Work instruction: Search the records for the string "below". Copy each line where it occurs.

(Beginning of Available records)

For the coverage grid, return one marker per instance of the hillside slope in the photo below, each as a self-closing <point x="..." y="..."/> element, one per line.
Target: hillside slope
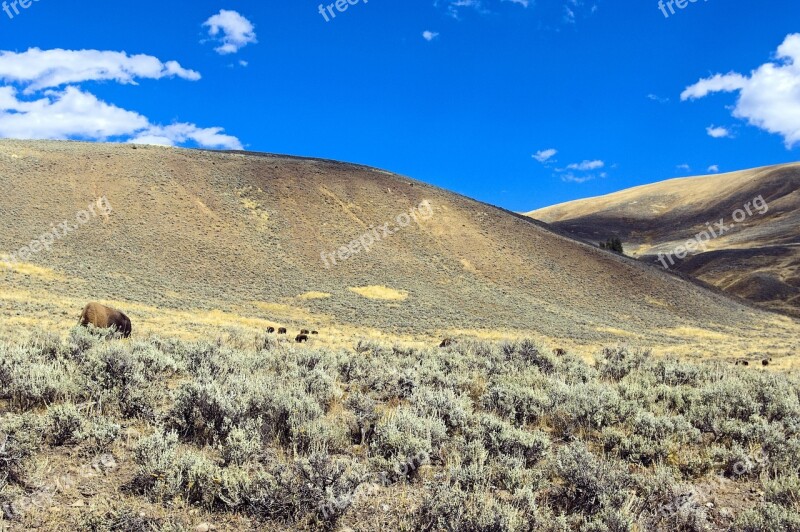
<point x="199" y="239"/>
<point x="757" y="257"/>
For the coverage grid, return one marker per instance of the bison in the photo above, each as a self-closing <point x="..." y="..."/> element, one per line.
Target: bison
<point x="105" y="317"/>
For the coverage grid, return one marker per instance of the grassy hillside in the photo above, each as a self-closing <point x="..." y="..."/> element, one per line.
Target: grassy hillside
<point x="197" y="241"/>
<point x="757" y="258"/>
<point x="252" y="433"/>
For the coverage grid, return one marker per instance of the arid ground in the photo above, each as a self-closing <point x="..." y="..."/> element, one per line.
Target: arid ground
<point x="583" y="390"/>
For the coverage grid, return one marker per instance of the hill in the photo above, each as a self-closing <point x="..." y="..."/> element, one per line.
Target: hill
<point x="754" y="254"/>
<point x="199" y="240"/>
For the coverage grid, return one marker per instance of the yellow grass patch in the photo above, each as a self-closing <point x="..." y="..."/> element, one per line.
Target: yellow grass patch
<point x="614" y="330"/>
<point x="695" y="332"/>
<point x="382" y="293"/>
<point x="314" y="295"/>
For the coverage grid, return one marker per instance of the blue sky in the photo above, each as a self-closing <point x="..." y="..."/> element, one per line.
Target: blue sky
<point x="470" y="95"/>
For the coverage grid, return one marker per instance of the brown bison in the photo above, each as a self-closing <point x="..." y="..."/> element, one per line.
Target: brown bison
<point x="105" y="317"/>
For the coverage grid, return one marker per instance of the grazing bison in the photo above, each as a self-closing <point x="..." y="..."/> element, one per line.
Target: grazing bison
<point x="105" y="317"/>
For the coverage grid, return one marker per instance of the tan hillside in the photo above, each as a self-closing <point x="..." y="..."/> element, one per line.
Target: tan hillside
<point x="200" y="240"/>
<point x="757" y="258"/>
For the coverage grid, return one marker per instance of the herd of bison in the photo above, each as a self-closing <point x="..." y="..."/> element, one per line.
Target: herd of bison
<point x="105" y="317"/>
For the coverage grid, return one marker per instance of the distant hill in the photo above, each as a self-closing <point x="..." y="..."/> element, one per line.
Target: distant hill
<point x="198" y="240"/>
<point x="757" y="257"/>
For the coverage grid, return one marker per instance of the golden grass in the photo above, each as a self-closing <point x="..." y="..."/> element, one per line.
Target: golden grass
<point x="382" y="293"/>
<point x="314" y="295"/>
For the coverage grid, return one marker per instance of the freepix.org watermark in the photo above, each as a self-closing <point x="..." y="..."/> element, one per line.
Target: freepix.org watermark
<point x="700" y="240"/>
<point x="329" y="11"/>
<point x="99" y="207"/>
<point x="376" y="234"/>
<point x="670" y="5"/>
<point x="12" y="8"/>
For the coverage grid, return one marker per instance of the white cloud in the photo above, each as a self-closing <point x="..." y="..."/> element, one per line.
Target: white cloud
<point x="544" y="156"/>
<point x="75" y="114"/>
<point x="586" y="165"/>
<point x="571" y="177"/>
<point x="231" y="30"/>
<point x="40" y="69"/>
<point x="454" y="7"/>
<point x="718" y="132"/>
<point x="769" y="97"/>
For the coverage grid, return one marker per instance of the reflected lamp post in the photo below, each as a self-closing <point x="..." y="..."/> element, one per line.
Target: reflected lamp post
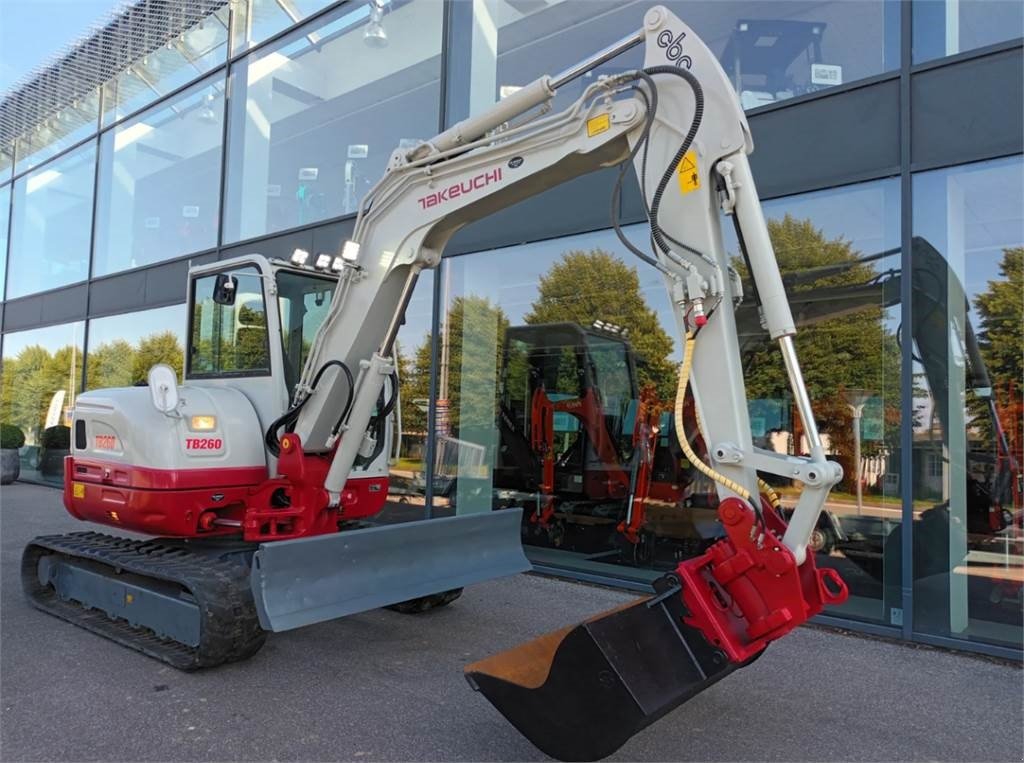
<point x="855" y="400"/>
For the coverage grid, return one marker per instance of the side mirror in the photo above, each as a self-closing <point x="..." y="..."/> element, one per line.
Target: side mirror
<point x="224" y="289"/>
<point x="164" y="387"/>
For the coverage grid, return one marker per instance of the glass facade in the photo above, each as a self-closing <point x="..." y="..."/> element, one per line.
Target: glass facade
<point x="4" y="230"/>
<point x="123" y="348"/>
<point x="267" y="122"/>
<point x="772" y="50"/>
<point x="61" y="130"/>
<point x="169" y="67"/>
<point x="159" y="187"/>
<point x="947" y="27"/>
<point x="42" y="374"/>
<point x="51" y="224"/>
<point x="309" y="133"/>
<point x="969" y="400"/>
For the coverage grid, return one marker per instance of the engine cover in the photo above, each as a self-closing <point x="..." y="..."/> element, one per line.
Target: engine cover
<point x="136" y="468"/>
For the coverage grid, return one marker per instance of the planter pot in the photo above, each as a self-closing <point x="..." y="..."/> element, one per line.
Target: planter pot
<point x="10" y="465"/>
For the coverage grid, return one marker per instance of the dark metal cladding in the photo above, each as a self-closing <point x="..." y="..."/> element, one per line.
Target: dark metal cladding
<point x="120" y="588"/>
<point x="582" y="692"/>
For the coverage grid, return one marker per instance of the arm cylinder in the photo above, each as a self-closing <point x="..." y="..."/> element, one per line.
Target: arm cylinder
<point x="778" y="318"/>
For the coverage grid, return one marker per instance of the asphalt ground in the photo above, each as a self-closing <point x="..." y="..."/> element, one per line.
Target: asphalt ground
<point x="388" y="686"/>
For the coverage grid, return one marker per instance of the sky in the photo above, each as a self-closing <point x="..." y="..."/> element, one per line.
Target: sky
<point x="31" y="31"/>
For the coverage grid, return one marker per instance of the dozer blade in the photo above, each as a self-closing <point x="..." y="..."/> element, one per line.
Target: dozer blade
<point x="581" y="692"/>
<point x="311" y="580"/>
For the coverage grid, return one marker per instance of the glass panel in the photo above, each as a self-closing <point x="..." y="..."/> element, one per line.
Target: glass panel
<point x="229" y="340"/>
<point x="257" y="19"/>
<point x="969" y="412"/>
<point x="4" y="229"/>
<point x="42" y="374"/>
<point x="303" y="301"/>
<point x="310" y="132"/>
<point x="66" y="127"/>
<point x="50" y="224"/>
<point x="123" y="348"/>
<point x="770" y="50"/>
<point x="186" y="57"/>
<point x="159" y="189"/>
<point x="579" y="330"/>
<point x="946" y="27"/>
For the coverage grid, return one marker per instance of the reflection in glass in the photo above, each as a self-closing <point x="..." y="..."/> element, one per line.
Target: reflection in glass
<point x="4" y="229"/>
<point x="310" y="132"/>
<point x="159" y="185"/>
<point x="229" y="339"/>
<point x="42" y="374"/>
<point x="771" y="50"/>
<point x="947" y="27"/>
<point x="69" y="125"/>
<point x="557" y="376"/>
<point x="167" y="68"/>
<point x="969" y="401"/>
<point x="123" y="348"/>
<point x="50" y="224"/>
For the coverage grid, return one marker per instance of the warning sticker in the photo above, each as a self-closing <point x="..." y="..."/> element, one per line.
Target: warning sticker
<point x="689" y="175"/>
<point x="598" y="124"/>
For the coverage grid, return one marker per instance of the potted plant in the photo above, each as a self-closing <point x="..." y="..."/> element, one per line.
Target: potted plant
<point x="55" y="444"/>
<point x="11" y="437"/>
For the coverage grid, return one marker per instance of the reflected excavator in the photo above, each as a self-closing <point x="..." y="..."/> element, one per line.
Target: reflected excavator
<point x="257" y="494"/>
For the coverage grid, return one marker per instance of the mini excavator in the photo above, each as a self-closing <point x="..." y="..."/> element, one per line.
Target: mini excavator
<point x="255" y="478"/>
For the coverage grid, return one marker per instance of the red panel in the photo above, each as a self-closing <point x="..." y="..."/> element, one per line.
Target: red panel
<point x="130" y="475"/>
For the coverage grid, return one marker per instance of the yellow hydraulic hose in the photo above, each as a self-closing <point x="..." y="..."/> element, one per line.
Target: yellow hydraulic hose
<point x="684" y="380"/>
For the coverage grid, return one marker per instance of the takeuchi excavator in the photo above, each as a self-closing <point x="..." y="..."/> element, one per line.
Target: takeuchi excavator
<point x="256" y="477"/>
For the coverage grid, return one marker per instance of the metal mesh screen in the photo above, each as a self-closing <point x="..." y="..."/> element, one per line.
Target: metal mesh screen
<point x="128" y="34"/>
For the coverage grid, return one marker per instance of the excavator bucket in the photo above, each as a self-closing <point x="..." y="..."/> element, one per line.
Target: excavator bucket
<point x="311" y="580"/>
<point x="581" y="692"/>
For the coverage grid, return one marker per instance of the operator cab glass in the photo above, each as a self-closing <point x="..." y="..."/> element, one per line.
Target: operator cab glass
<point x="303" y="301"/>
<point x="228" y="338"/>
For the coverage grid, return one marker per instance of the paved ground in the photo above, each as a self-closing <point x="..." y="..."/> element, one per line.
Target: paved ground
<point x="386" y="686"/>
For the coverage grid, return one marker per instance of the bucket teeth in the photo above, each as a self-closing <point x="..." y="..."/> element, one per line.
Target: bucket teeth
<point x="581" y="692"/>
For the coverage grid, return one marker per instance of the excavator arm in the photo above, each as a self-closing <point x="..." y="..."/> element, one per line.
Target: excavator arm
<point x="581" y="692"/>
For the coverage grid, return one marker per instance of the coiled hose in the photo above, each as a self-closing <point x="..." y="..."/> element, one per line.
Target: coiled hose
<point x="684" y="380"/>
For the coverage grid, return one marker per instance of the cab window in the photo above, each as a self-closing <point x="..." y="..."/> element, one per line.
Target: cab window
<point x="229" y="339"/>
<point x="303" y="302"/>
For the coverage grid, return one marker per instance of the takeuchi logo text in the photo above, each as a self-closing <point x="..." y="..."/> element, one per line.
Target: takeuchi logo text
<point x="460" y="188"/>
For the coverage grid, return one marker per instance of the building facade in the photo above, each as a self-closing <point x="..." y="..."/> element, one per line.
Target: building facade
<point x="889" y="157"/>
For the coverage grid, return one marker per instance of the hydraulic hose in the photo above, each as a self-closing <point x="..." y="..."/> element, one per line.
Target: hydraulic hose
<point x="708" y="471"/>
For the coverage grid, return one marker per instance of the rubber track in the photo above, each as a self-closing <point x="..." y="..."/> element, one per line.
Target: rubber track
<point x="229" y="629"/>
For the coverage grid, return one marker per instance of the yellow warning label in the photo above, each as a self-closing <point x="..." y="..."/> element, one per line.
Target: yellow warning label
<point x="599" y="124"/>
<point x="689" y="175"/>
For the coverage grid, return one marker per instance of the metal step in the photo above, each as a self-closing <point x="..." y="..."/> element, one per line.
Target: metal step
<point x="311" y="580"/>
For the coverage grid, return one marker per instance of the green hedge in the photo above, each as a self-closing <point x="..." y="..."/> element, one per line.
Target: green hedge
<point x="10" y="436"/>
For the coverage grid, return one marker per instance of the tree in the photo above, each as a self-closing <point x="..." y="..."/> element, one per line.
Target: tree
<point x="110" y="365"/>
<point x="162" y="347"/>
<point x="584" y="287"/>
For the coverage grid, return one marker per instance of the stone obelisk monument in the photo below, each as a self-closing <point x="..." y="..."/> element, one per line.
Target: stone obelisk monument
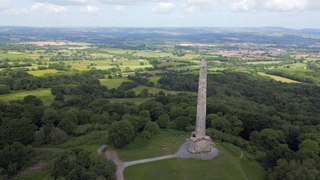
<point x="199" y="142"/>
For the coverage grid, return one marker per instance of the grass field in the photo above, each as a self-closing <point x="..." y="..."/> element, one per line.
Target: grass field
<point x="43" y="94"/>
<point x="278" y="78"/>
<point x="227" y="165"/>
<point x="136" y="101"/>
<point x="89" y="142"/>
<point x="264" y="62"/>
<point x="167" y="142"/>
<point x="112" y="83"/>
<point x="41" y="73"/>
<point x="155" y="79"/>
<point x="152" y="90"/>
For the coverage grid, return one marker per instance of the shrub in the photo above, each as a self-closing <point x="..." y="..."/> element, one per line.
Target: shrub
<point x="121" y="133"/>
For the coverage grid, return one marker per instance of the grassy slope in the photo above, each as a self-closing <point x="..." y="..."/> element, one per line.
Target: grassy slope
<point x="112" y="83"/>
<point x="278" y="78"/>
<point x="224" y="166"/>
<point x="137" y="101"/>
<point x="167" y="142"/>
<point x="152" y="90"/>
<point x="228" y="164"/>
<point x="43" y="94"/>
<point x="40" y="73"/>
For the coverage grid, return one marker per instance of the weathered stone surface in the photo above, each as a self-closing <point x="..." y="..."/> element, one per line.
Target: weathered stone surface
<point x="199" y="142"/>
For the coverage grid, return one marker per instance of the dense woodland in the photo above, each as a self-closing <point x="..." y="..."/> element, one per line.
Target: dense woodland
<point x="278" y="123"/>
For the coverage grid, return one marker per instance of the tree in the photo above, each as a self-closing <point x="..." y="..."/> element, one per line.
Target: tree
<point x="221" y="124"/>
<point x="293" y="170"/>
<point x="57" y="136"/>
<point x="100" y="119"/>
<point x="163" y="121"/>
<point x="77" y="164"/>
<point x="151" y="129"/>
<point x="181" y="123"/>
<point x="137" y="122"/>
<point x="176" y="111"/>
<point x="4" y="89"/>
<point x="104" y="168"/>
<point x="120" y="133"/>
<point x="267" y="139"/>
<point x="310" y="146"/>
<point x="50" y="117"/>
<point x="17" y="130"/>
<point x="32" y="100"/>
<point x="13" y="157"/>
<point x="67" y="126"/>
<point x="236" y="125"/>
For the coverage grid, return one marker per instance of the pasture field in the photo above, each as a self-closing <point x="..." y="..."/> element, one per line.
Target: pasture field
<point x="279" y="78"/>
<point x="113" y="83"/>
<point x="41" y="73"/>
<point x="108" y="64"/>
<point x="136" y="101"/>
<point x="43" y="94"/>
<point x="264" y="62"/>
<point x="152" y="90"/>
<point x="167" y="142"/>
<point x="155" y="79"/>
<point x="16" y="55"/>
<point x="227" y="165"/>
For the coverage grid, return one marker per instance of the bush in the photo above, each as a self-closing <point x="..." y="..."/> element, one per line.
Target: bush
<point x="58" y="136"/>
<point x="13" y="157"/>
<point x="77" y="164"/>
<point x="121" y="133"/>
<point x="67" y="126"/>
<point x="163" y="121"/>
<point x="181" y="123"/>
<point x="84" y="129"/>
<point x="4" y="89"/>
<point x="152" y="128"/>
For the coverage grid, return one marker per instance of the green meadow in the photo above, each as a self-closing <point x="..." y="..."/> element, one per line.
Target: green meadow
<point x="43" y="94"/>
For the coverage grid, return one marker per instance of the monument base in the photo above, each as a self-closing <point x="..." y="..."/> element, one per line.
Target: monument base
<point x="202" y="144"/>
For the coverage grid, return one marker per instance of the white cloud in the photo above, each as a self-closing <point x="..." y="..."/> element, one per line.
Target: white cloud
<point x="120" y="8"/>
<point x="5" y="4"/>
<point x="90" y="9"/>
<point x="163" y="7"/>
<point x="48" y="8"/>
<point x="272" y="5"/>
<point x="201" y="2"/>
<point x="17" y="11"/>
<point x="66" y="2"/>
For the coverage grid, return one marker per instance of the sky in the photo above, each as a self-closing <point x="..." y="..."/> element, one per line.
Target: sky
<point x="161" y="13"/>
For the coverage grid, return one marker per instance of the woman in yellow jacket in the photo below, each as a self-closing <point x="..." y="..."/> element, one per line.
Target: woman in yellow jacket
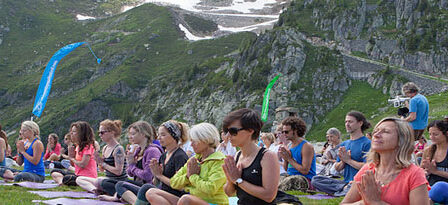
<point x="202" y="176"/>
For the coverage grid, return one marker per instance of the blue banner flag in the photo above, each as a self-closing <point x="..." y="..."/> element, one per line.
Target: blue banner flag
<point x="47" y="78"/>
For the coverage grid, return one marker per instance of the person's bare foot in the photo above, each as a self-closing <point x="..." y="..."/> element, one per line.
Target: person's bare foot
<point x="108" y="198"/>
<point x="8" y="180"/>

(End of Available records)

Written reply:
For the coverage grid, return one marker per instance of the hillside slope in the photo below, each as a self-closing <point x="..." y="..."/> element, one per line.
For the coverage grid, return one marker per instance of the reflected lamp post in the photo below, each as a self-closing <point x="..." y="..."/> element, one per line.
For the coverage grid, return one marker per instance of the stone obelisk monument in the photo below, each as a self-closing <point x="..." y="..."/> element, one per line.
For the coverage grid, return one marker per instance of the woman in yellow jacket in the photo below, each as a self-closing <point x="..." y="..."/> element, one per line.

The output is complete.